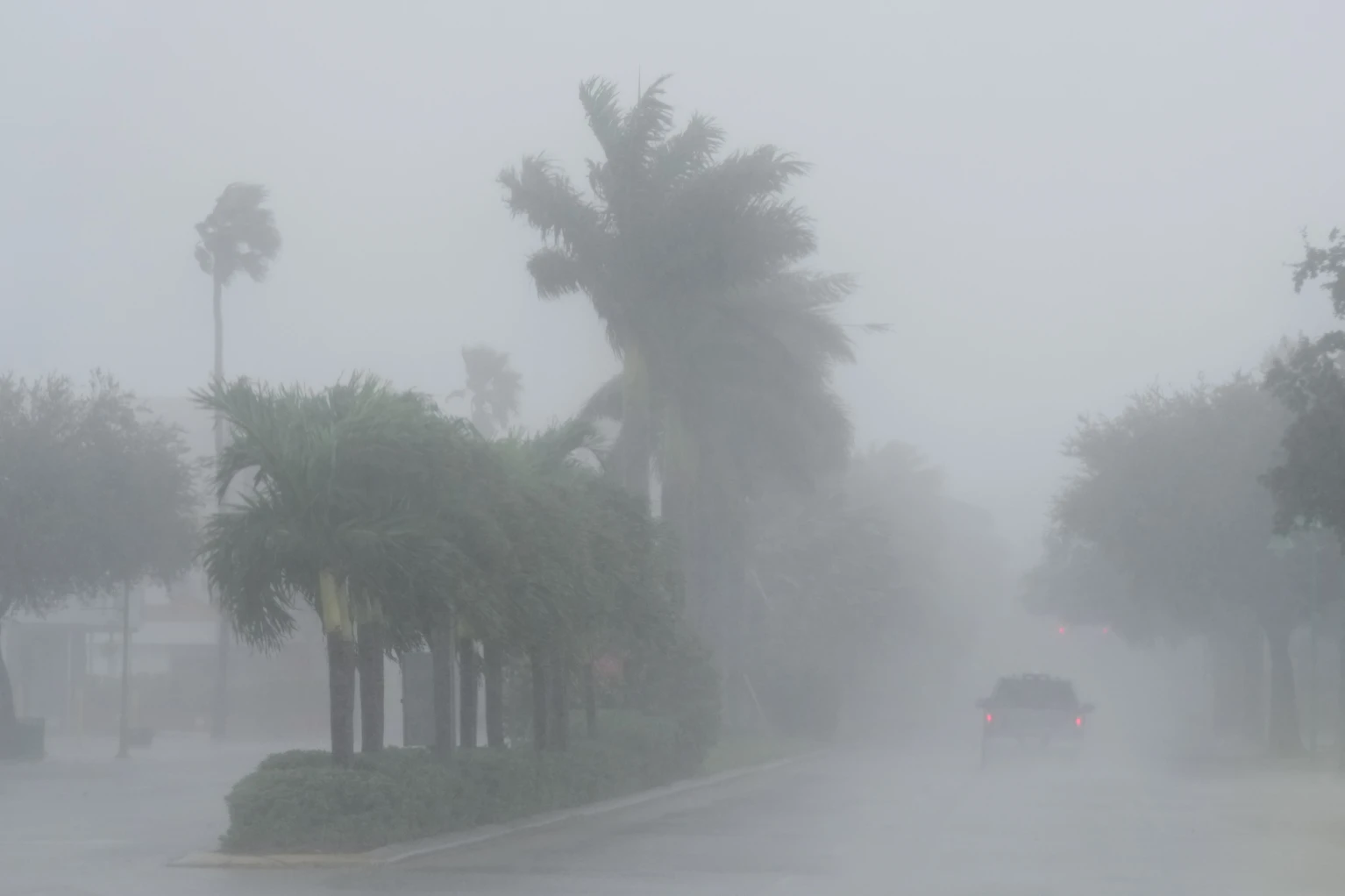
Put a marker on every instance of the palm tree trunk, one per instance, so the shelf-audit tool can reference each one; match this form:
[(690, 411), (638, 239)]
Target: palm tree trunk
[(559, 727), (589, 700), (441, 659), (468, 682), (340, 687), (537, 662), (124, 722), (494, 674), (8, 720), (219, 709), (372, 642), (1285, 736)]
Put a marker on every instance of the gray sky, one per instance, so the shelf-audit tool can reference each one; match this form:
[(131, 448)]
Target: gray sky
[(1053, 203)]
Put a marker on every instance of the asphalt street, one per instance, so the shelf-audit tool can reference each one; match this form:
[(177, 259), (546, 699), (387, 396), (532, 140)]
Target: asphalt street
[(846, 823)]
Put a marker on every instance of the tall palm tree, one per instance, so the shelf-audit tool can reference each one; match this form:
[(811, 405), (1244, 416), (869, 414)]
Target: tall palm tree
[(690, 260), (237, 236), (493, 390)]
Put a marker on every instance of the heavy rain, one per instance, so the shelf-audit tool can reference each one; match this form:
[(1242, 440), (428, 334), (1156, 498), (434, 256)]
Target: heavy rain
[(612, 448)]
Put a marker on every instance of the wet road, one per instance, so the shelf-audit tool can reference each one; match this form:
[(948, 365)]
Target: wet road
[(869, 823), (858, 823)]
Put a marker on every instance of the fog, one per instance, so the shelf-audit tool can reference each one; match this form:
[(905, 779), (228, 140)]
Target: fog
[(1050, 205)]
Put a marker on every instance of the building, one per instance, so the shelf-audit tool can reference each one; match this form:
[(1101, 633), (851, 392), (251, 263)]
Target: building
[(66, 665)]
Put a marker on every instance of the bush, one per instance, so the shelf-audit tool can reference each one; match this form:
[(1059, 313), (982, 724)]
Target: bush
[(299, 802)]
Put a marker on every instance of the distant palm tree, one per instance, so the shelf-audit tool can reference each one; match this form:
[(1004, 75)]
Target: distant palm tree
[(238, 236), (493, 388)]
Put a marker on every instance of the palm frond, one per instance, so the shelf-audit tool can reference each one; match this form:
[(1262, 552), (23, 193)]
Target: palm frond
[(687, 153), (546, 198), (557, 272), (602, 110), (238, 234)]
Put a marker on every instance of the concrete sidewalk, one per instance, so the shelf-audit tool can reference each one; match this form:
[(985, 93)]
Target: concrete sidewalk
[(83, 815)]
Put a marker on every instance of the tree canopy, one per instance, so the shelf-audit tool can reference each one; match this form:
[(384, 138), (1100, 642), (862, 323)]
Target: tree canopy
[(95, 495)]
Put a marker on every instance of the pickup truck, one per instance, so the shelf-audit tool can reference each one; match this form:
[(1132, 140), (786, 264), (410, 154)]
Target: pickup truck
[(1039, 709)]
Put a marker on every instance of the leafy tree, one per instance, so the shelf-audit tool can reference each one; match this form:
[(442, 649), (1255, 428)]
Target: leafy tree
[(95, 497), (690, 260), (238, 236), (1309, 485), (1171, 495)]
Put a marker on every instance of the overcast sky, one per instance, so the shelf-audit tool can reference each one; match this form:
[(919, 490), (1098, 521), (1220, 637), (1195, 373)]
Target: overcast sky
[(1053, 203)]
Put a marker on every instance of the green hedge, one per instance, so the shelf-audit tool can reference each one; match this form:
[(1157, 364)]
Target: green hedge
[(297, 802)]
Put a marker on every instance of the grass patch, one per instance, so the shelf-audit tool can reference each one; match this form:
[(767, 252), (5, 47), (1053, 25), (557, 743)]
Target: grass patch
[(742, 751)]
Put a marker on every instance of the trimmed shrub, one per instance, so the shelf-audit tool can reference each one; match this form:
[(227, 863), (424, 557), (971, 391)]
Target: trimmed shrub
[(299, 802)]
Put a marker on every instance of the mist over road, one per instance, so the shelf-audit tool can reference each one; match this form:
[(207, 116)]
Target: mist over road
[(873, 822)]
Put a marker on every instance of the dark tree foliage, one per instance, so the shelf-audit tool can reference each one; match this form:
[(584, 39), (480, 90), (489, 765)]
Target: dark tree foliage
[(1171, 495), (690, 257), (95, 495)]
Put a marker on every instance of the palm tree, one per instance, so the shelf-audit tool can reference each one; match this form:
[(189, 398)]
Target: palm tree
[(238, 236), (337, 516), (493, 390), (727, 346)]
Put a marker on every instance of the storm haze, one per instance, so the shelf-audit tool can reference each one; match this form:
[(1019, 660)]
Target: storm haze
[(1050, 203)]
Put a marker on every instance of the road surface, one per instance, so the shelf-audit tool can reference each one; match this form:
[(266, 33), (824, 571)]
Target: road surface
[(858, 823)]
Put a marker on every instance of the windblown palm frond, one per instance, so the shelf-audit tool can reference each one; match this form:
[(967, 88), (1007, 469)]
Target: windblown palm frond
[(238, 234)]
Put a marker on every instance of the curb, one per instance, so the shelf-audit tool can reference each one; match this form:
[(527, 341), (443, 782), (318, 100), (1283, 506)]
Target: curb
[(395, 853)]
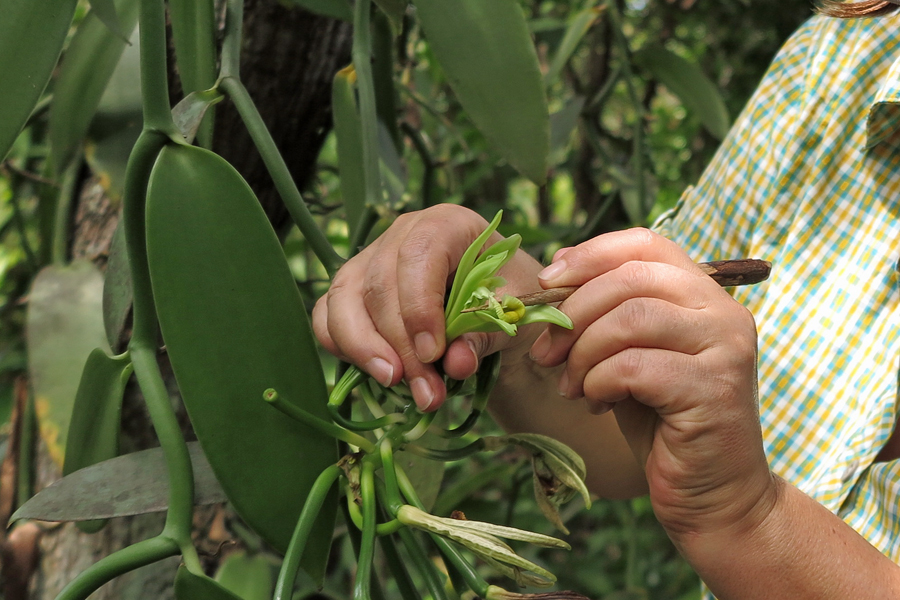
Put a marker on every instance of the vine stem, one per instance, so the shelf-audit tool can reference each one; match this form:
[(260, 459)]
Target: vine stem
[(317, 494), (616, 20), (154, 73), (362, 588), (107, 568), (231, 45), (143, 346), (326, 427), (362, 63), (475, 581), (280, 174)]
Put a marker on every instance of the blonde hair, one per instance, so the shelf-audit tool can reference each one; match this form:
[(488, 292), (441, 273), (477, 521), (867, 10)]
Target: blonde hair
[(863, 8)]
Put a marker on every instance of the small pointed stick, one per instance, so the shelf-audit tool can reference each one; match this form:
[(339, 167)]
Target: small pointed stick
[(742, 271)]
...
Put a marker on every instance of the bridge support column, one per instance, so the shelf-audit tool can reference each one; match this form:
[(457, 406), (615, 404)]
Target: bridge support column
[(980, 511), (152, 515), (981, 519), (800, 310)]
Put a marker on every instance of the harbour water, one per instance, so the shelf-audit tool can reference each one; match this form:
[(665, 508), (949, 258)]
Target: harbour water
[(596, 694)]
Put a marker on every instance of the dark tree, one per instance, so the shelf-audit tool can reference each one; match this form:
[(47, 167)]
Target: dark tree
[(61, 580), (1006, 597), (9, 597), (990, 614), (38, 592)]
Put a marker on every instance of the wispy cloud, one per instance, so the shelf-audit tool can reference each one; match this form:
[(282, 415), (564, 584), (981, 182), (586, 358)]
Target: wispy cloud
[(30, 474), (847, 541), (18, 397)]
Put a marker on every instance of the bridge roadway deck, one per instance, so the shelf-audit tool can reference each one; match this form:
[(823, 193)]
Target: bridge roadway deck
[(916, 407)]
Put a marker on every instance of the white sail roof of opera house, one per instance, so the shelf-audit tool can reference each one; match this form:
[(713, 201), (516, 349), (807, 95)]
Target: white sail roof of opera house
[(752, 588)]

(WHAT YOU ARE ASKED TO DO)
Look in the material above for the line with "[(384, 138), (1100, 642), (862, 323)]" and the line with "Put a marker on every instance of the grass", and transcribe exactly those lines and all lines between them, nothing more.

(COMPLETED EXERCISE)
[(384, 138), (1100, 642), (862, 323)]
Target: tree canopy
[(95, 495)]
Put a marker on every instance of the pickup truck, one per instance, so the shelf-audit tool can reference each one; match this form:
[(1132, 140), (786, 264), (410, 154)]
Target: pickup truck
[(1039, 709)]
Put a marker on every instance of the leafy tree, one per instance, so the shelf-audit tool can reference each one; match this form:
[(442, 649), (1255, 428)]
Target: leafy tree
[(95, 497), (690, 260), (238, 236), (1309, 485), (1171, 495)]
Put a marker on every instance of the overcast sky, one per instance, so the shelf-audit tool can reference each one; match this form:
[(919, 490), (1098, 521), (1220, 637), (1195, 373)]
Target: overcast sky
[(1053, 203)]
Put a marker on every instance of the green hedge, one per instance, so the shelf-audit tool can reference each one; match this form:
[(1157, 364)]
Target: green hedge
[(297, 802)]
Put a marker on every instance of the grass patch, one per instance, so the shelf-audit tool can reference each one; match this form:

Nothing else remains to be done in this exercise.